**GIVEN RECORDS:**
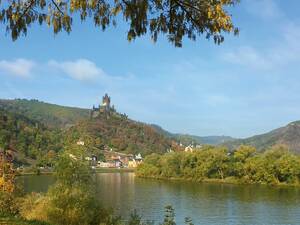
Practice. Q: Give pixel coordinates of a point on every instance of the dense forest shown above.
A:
(37, 131)
(28, 139)
(245, 165)
(288, 135)
(121, 134)
(49, 114)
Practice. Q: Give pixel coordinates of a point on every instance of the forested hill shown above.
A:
(35, 128)
(288, 135)
(49, 114)
(121, 134)
(27, 138)
(188, 139)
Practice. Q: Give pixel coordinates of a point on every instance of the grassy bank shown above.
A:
(114, 170)
(10, 220)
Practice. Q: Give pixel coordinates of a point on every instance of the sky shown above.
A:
(248, 85)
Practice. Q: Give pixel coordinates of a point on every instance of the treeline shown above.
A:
(244, 165)
(121, 134)
(28, 138)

**ASSIGNMENT:**
Give the lines of the entries above exactly as they appear, leaving out each picture.

**EXERCISE RESULT:**
Practice. Q: Give pixel coordinates of a point on every instance of the dense forest shown above.
A:
(37, 131)
(28, 139)
(245, 165)
(288, 135)
(121, 134)
(49, 114)
Practice. Q: Give pixel coordinates of a point on every instance of the forested hill shown above.
A:
(35, 128)
(288, 135)
(49, 114)
(121, 134)
(27, 138)
(188, 139)
Practice. Q: Give pixel coordinates of a point on every instance of the grassy bank shown above.
A:
(114, 170)
(10, 220)
Practice. Q: Give pixel coordinates of a point on every instance of the sky shown above.
A:
(248, 85)
Practice. Q: Give pixel coordinates of a point on every instance of the treeline shown above.
A:
(244, 165)
(121, 134)
(28, 138)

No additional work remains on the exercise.